EXERCISE PROMPT >>
Render every entry exactly as it appears.

EXTRACTED MATERIAL >>
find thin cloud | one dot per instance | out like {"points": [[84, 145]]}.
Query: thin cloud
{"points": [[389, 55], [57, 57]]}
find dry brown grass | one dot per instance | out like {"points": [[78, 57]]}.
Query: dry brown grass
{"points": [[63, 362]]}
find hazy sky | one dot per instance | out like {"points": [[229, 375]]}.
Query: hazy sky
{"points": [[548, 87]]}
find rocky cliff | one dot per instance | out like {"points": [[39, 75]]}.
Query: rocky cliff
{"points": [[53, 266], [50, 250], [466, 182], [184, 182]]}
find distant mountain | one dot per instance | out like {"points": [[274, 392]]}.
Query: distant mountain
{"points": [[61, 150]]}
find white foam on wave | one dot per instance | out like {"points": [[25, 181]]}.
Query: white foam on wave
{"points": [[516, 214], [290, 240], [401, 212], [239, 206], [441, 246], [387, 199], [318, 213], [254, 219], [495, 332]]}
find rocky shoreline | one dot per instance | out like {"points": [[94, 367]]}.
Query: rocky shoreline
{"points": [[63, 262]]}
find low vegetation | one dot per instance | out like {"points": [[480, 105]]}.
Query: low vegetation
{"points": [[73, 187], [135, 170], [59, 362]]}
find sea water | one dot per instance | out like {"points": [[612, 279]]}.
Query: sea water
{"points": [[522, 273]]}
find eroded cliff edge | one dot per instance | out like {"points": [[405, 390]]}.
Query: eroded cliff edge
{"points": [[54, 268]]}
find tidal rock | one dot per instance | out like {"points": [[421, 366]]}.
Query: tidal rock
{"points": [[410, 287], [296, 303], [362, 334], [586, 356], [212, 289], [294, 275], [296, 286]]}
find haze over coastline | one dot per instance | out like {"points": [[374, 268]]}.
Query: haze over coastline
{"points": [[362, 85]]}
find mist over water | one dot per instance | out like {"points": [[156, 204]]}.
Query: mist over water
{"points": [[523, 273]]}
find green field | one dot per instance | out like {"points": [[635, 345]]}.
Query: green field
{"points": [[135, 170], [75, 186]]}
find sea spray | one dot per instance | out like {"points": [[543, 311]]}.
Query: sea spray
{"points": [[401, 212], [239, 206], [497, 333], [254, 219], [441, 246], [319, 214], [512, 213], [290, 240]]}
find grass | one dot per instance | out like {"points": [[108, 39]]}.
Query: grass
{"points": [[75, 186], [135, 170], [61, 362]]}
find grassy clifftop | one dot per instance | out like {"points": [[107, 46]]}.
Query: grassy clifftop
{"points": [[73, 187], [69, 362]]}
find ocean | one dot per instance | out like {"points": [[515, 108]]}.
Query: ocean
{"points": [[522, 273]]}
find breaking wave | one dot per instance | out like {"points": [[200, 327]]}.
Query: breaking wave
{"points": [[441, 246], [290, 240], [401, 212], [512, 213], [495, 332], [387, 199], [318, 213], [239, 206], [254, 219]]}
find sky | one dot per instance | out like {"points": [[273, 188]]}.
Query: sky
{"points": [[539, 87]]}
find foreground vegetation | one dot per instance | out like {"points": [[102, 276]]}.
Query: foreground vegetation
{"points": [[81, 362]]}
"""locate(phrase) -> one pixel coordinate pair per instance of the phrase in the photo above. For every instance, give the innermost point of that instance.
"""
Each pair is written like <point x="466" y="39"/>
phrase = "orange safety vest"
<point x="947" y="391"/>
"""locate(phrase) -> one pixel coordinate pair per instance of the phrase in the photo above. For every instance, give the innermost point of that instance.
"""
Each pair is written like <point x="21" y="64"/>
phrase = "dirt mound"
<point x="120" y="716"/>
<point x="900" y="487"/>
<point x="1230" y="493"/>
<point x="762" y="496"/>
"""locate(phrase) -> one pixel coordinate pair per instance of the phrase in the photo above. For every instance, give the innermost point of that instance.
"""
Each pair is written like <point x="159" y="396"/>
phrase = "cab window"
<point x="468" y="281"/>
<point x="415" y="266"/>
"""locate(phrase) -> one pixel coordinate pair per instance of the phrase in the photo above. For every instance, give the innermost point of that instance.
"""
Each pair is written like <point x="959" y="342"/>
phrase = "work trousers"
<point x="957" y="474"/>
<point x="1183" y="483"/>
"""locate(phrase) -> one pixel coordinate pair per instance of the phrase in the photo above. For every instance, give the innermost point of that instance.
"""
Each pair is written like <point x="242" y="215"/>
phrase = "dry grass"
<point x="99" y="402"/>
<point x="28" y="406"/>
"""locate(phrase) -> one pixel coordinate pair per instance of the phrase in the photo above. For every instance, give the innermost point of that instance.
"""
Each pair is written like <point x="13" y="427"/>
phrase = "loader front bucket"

REPLY TO THE TASK >>
find thin cloud | one dot per instance | out like {"points": [[84, 145]]}.
Query: thin cloud
{"points": [[389, 55], [57, 57]]}
find dry brown grass | one dot per instance | out like {"points": [[78, 57]]}.
Query: dry brown grass
{"points": [[63, 362]]}
find hazy sky | one dot per instance | out like {"points": [[229, 375]]}.
Query: hazy sky
{"points": [[548, 87]]}
find rocky cliff | one dot per instance | out like {"points": [[39, 75]]}.
Query: rocky cliff
{"points": [[53, 266], [50, 250], [466, 182], [184, 182]]}
find distant mountain | one dot per instance | out like {"points": [[274, 392]]}.
Query: distant mountain
{"points": [[61, 150]]}
find white foam on wave | one dot per instance | out like {"points": [[25, 181]]}.
Query: white foam on wave
{"points": [[516, 214], [290, 240], [401, 212], [239, 206], [441, 246], [387, 199], [318, 213], [254, 219], [495, 332]]}
find rocky shoreline | one dot per instance | out like {"points": [[94, 367]]}.
Query: rocky shoreline
{"points": [[63, 262]]}
find low vegetation | one dot per instance | out like {"points": [[480, 105]]}.
Query: low vegetation
{"points": [[73, 187], [135, 170], [59, 362]]}
find sea water | one dot per instance | out like {"points": [[612, 279]]}.
Query: sea water
{"points": [[522, 273]]}
find eroded cliff edge | one dot per instance | out like {"points": [[405, 390]]}.
Query: eroded cliff edge
{"points": [[54, 268]]}
find tidal rock | one dot per instance | out like {"points": [[421, 366]]}.
Query: tidal rock
{"points": [[410, 287], [296, 303], [362, 334], [586, 356], [212, 289], [294, 275], [296, 286]]}
find haze over coastline | one dot per instance | out like {"points": [[374, 268]]}.
Query: haze over coastline
{"points": [[362, 85]]}
find mist over water | one dot per instance | out like {"points": [[156, 204]]}.
Query: mist over water
{"points": [[523, 273]]}
find green field | one dot per instance | out like {"points": [[635, 345]]}.
Query: green field
{"points": [[135, 170], [75, 186]]}
find sea spray | one dot per instance | out like {"points": [[543, 311]]}.
Query: sea spray
{"points": [[401, 212], [239, 206], [497, 333], [254, 219], [441, 246], [319, 214], [512, 213], [290, 240]]}
find grass | one dot per instance | out like {"points": [[108, 39]]}.
Query: grass
{"points": [[75, 186], [135, 170], [61, 362]]}
find grassy clifftop | one dot per instance | out like {"points": [[107, 46]]}.
Query: grassy clifftop
{"points": [[73, 187], [69, 362]]}
find ocean | one dot per instance | out like {"points": [[515, 108]]}.
Query: ocean
{"points": [[522, 273]]}
find breaking wave | one dot per instance | out like {"points": [[200, 327]]}.
Query: breaking wave
{"points": [[441, 246], [290, 240], [401, 212], [512, 213], [495, 332], [387, 199], [318, 213], [239, 206], [254, 219]]}
find sky | one dot per instance | out like {"points": [[273, 188]]}.
Query: sky
{"points": [[539, 87]]}
find foreground vegetation | one dot per instance | out like {"points": [[102, 276]]}.
Query: foreground vegetation
{"points": [[81, 362]]}
"""locate(phrase) -> one pixel coordinate pair per instance of the phrase in the photo above. For every instance, give the innermost point of that instance.
"""
Each pair is written like <point x="466" y="39"/>
phrase = "orange safety vest"
<point x="947" y="391"/>
"""locate(phrase) -> one pixel coordinate pair per instance of the phrase in the photo above. For every instance, give the innermost point of that instance.
"""
Each pair is written like <point x="21" y="64"/>
phrase = "dirt mound"
<point x="120" y="716"/>
<point x="900" y="487"/>
<point x="1230" y="493"/>
<point x="762" y="496"/>
"""locate(phrase) -> one pixel coordinate pair per instance of the phrase in the photo above. For every instance, give the innermost point of that instance.
"""
Each pair is written like <point x="159" y="396"/>
phrase = "cab window"
<point x="468" y="281"/>
<point x="415" y="266"/>
"""locate(phrase) -> one pixel coordinate pair per instance of the phrase in the photo above. For every instance, give the innermost point of that instance.
"""
Each pair is written like <point x="959" y="342"/>
phrase = "work trousers"
<point x="957" y="474"/>
<point x="1183" y="483"/>
"""locate(phrase) -> one pixel coordinate pair per instance of the phrase in the photo above. For every instance, give the innermost point of that instance.
"""
Each pair is written like <point x="242" y="215"/>
phrase = "dry grass"
<point x="99" y="402"/>
<point x="28" y="406"/>
"""locate(phrase) -> one pixel coordinate pair per instance of the phrase in the photo above. For every instance, give the innermost point of that instance.
"""
Each pair is written like <point x="13" y="427"/>
phrase = "loader front bucket"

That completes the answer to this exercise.